* [WORK TO BE COMPLETED]: Return every line of the items below word for word, changing nothing.

··· LISTED ENTRIES ···

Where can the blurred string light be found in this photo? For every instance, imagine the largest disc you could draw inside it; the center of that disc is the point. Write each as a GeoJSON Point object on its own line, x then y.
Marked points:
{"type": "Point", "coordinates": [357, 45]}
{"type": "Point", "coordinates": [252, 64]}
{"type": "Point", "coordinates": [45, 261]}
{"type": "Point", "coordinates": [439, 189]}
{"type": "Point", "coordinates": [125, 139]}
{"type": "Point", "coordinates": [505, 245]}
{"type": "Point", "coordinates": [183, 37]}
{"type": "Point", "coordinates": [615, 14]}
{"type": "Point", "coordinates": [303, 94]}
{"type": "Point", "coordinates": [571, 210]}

···

* [EXPECTED ANSWER]:
Where can the blurred string light be found in this photo? For every instance, imagine the largest disc you could draw inside it; the center of that disc is the point. Write each as a GeoJSON Point object on its own line, x then y.
Marked points:
{"type": "Point", "coordinates": [357, 45]}
{"type": "Point", "coordinates": [252, 64]}
{"type": "Point", "coordinates": [45, 261]}
{"type": "Point", "coordinates": [439, 189]}
{"type": "Point", "coordinates": [125, 139]}
{"type": "Point", "coordinates": [505, 245]}
{"type": "Point", "coordinates": [183, 37]}
{"type": "Point", "coordinates": [615, 14]}
{"type": "Point", "coordinates": [303, 94]}
{"type": "Point", "coordinates": [571, 210]}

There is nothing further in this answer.